#### [Task to carry out]
Quote the material verbatim from its first line through the line containing "fill-rule evenodd", with both of those lines included.

#### [Material for this exercise]

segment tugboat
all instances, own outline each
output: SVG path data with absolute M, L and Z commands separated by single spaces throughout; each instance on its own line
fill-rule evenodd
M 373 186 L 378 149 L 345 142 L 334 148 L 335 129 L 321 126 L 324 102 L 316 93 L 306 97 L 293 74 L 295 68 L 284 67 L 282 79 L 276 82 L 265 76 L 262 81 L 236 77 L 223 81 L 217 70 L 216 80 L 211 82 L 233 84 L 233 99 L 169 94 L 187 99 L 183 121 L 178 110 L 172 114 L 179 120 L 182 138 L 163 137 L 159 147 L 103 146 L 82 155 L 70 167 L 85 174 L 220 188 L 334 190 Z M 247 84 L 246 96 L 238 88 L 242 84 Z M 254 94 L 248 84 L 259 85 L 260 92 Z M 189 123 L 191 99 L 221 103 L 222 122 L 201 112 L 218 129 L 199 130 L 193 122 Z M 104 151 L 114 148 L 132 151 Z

#### [Response below]
segment tugboat
all instances, own outline each
output: SVG path data with absolute M, L and Z commands separated by single spaces throughout; each instance on its own line
fill-rule evenodd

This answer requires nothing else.